Problem details – Convert all the entries below into a numbered list with no blank lines, leaving out the pictures.

»»

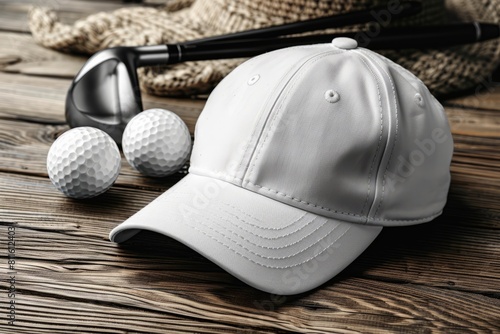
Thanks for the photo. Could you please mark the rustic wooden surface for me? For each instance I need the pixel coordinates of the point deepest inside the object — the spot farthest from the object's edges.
(438, 277)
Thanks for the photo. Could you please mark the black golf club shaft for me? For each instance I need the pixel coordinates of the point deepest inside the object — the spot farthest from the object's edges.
(393, 39)
(382, 12)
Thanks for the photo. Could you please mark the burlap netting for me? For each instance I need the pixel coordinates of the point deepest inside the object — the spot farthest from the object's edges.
(444, 71)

««

Response to this exercise –
1. Thanks for the photo. Could you please mark the rustic wooden surface for me? For each instance I need the pixel coordinates of the point deepest inside the object — the spot farthest from the object's edges.
2. (438, 277)
3. Thanks for the photo. Could you please mark the black golf club shaft for me? For each instance I need the pixel coordinates of the point deepest inside the object — the spot farthest from the object's edges.
4. (393, 39)
5. (382, 12)
6. Thanks for the photo. Could you please mark the burlap netting for me? For each instance I need the pixel coordinates of the point deepest inside the object — the spot farthest from the object's edges.
7. (444, 71)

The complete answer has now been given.